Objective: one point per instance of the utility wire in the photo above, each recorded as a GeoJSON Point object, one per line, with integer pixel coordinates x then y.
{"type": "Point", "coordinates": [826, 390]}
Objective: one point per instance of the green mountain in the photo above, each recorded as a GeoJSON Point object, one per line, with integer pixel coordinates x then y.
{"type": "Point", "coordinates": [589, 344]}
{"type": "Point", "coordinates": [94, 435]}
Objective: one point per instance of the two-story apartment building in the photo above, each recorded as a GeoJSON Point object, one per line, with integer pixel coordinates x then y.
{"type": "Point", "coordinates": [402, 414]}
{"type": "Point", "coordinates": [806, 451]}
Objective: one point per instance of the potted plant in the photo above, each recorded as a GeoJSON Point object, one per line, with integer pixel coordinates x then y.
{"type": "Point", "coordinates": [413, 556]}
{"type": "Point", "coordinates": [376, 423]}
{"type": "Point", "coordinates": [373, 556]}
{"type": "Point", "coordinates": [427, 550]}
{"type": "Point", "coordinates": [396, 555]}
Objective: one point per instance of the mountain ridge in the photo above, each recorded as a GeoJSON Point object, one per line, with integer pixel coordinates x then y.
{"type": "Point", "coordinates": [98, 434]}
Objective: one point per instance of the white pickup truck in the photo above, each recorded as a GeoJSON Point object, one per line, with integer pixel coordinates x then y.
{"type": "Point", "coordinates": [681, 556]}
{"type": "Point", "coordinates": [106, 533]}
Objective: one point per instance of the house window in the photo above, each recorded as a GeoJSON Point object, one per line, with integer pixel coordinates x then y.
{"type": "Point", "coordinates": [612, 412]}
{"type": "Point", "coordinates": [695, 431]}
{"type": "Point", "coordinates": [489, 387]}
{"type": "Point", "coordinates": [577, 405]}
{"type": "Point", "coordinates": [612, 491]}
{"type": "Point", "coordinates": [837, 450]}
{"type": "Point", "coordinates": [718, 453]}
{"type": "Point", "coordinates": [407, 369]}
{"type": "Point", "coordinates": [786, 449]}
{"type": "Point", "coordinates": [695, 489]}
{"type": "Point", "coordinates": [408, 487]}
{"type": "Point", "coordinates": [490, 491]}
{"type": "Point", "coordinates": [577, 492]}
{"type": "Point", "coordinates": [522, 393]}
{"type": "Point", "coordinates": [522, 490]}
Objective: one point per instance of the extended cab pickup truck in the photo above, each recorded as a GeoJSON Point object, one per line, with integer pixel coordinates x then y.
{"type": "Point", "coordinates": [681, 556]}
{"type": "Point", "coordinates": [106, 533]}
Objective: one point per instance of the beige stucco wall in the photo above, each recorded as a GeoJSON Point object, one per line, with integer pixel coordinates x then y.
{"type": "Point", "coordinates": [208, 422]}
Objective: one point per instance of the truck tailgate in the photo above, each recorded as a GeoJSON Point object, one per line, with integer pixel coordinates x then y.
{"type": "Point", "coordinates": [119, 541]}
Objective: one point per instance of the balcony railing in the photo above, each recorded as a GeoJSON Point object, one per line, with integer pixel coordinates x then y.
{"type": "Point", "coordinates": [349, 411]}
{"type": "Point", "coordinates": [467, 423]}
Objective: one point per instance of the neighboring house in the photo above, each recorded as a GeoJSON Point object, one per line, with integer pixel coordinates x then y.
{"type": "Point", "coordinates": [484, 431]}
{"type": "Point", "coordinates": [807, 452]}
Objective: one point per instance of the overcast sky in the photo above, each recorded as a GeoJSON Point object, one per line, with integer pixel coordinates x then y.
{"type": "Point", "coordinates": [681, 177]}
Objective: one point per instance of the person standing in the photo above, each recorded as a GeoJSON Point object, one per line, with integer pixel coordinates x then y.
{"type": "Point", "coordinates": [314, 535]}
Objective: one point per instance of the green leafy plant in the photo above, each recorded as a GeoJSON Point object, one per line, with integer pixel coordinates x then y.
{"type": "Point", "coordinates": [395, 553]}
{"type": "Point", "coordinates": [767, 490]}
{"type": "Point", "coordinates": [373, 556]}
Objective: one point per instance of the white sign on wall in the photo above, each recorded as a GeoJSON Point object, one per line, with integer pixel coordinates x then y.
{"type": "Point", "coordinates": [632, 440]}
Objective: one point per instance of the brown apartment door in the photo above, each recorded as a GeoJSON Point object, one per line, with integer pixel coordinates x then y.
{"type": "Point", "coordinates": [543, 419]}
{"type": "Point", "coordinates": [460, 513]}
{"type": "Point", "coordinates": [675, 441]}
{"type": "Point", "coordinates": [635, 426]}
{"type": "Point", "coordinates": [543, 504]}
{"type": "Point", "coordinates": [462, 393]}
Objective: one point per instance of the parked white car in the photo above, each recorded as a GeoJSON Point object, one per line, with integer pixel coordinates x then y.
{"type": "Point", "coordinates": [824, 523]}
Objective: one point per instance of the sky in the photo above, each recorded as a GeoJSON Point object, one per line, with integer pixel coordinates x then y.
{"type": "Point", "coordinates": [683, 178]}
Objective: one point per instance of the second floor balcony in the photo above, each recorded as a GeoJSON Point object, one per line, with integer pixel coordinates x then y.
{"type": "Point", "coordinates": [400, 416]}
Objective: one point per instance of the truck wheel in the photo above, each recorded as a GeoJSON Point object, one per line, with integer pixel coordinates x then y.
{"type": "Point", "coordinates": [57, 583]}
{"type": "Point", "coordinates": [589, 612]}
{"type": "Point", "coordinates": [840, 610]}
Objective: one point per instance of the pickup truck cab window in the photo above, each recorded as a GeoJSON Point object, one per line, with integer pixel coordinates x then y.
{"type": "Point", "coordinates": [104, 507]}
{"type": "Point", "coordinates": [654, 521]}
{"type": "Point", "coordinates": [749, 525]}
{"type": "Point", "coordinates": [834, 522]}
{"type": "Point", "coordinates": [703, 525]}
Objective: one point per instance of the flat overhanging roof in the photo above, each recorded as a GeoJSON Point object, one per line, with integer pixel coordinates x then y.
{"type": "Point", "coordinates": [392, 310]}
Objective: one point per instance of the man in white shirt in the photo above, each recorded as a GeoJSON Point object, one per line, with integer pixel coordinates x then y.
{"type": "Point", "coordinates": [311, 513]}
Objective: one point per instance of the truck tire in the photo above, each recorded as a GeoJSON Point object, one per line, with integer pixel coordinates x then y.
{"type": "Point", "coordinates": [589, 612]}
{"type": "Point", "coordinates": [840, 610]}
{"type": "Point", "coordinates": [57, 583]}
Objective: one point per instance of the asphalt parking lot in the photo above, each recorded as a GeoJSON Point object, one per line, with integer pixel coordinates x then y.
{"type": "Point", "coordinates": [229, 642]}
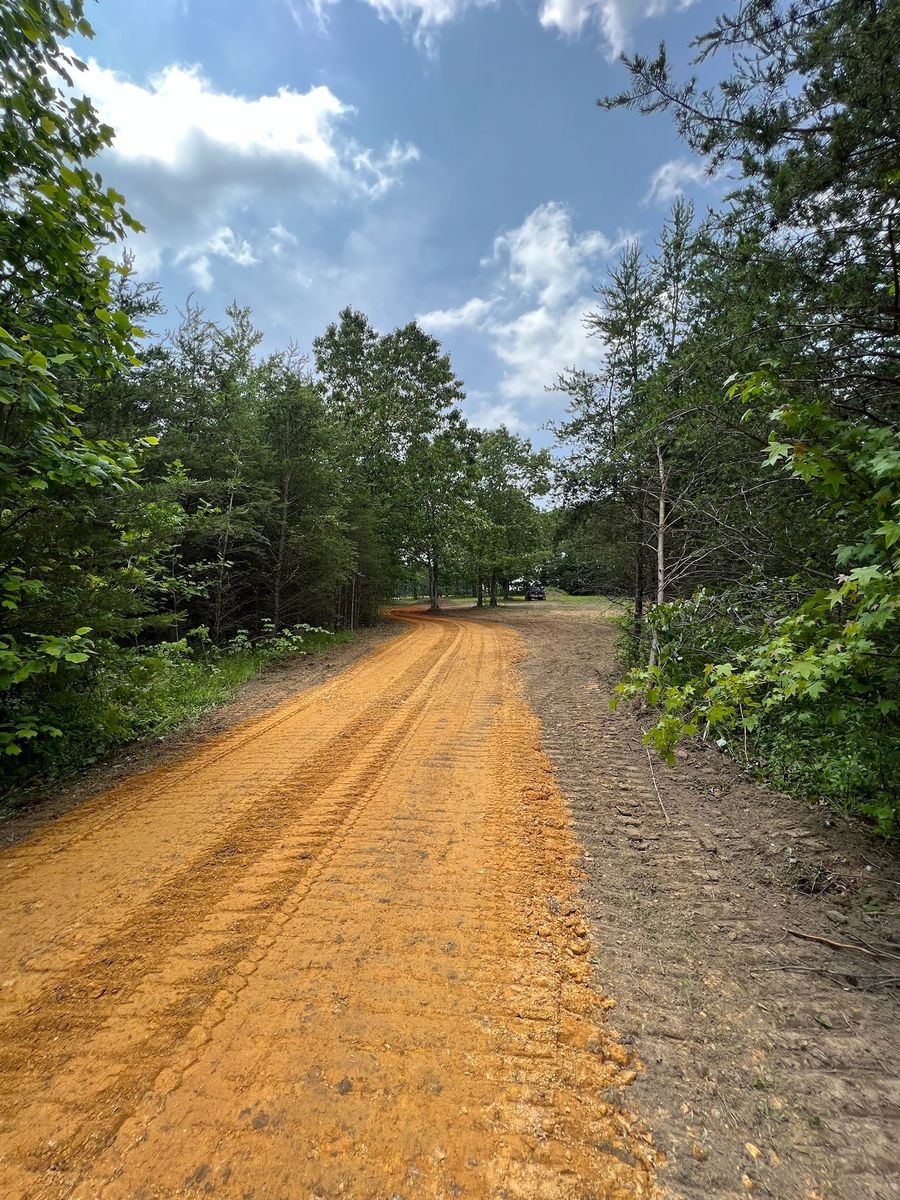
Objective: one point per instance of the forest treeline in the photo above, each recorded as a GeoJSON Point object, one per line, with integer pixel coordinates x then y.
{"type": "Point", "coordinates": [179, 509]}
{"type": "Point", "coordinates": [738, 455]}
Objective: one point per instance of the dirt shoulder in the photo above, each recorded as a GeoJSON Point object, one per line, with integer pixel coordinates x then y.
{"type": "Point", "coordinates": [273, 685]}
{"type": "Point", "coordinates": [772, 1062]}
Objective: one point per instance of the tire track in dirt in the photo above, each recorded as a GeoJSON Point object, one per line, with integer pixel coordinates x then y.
{"type": "Point", "coordinates": [61, 1021]}
{"type": "Point", "coordinates": [372, 982]}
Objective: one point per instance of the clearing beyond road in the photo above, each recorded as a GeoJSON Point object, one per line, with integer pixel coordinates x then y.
{"type": "Point", "coordinates": [335, 952]}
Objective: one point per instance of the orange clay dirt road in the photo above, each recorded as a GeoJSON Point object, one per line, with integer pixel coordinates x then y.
{"type": "Point", "coordinates": [333, 953]}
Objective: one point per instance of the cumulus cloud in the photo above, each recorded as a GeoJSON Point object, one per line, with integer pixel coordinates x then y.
{"type": "Point", "coordinates": [613, 18]}
{"type": "Point", "coordinates": [472, 315]}
{"type": "Point", "coordinates": [545, 257]}
{"type": "Point", "coordinates": [222, 244]}
{"type": "Point", "coordinates": [199, 166]}
{"type": "Point", "coordinates": [670, 179]}
{"type": "Point", "coordinates": [533, 317]}
{"type": "Point", "coordinates": [421, 18]}
{"type": "Point", "coordinates": [490, 414]}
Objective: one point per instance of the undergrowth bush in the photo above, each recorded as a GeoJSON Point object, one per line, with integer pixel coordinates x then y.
{"type": "Point", "coordinates": [748, 667]}
{"type": "Point", "coordinates": [126, 694]}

============

Transcribe, word for word, every line from the one containing "Objective: one point per instance of the forest" through the final line of the entries, and nothing else.

Objective: one point per instance of the forest treeline in the photo above, each recorded as a GeoJSON Point object, one per line, with integer pixel coordinates x then y.
{"type": "Point", "coordinates": [179, 509]}
{"type": "Point", "coordinates": [738, 455]}
Objective: one point per instance of the dirt shoulder in the photo above, each recorded as a GeoJSON Point object, one per line, with integer pixel coordinates x then y.
{"type": "Point", "coordinates": [273, 685]}
{"type": "Point", "coordinates": [772, 1062]}
Objective: one point per instance of the tire track in dirt in the photo above, each recorded as a GeoJSON Point object, one per line, with integer pixel coordinates x then y.
{"type": "Point", "coordinates": [61, 1021]}
{"type": "Point", "coordinates": [372, 982]}
Objective: one point per instance of the clearing beyond road in the photo above, each recorded as a GeoJSON Point object, one per line, with integer pixel coordinates x then y.
{"type": "Point", "coordinates": [335, 952]}
Objective: one point per instance of the orange clay dirt road in the photo above, each recorded as a GeoJSON Point object, one per line, with integer pixel coordinates x then y.
{"type": "Point", "coordinates": [333, 953]}
Objective: one point per instance of the cumulus cloud in the photo above, each recorded as a GeoJSON Point object, one per line, with integer pixel coordinates x then y.
{"type": "Point", "coordinates": [613, 18]}
{"type": "Point", "coordinates": [472, 315]}
{"type": "Point", "coordinates": [545, 257]}
{"type": "Point", "coordinates": [222, 244]}
{"type": "Point", "coordinates": [199, 166]}
{"type": "Point", "coordinates": [670, 179]}
{"type": "Point", "coordinates": [533, 317]}
{"type": "Point", "coordinates": [421, 18]}
{"type": "Point", "coordinates": [490, 414]}
Objective: one point per instance of the undergrowth bush in the photo above, each recorded as a GeoJSON Point object, one per line, with integer pixel coordinates x then y.
{"type": "Point", "coordinates": [748, 667]}
{"type": "Point", "coordinates": [126, 694]}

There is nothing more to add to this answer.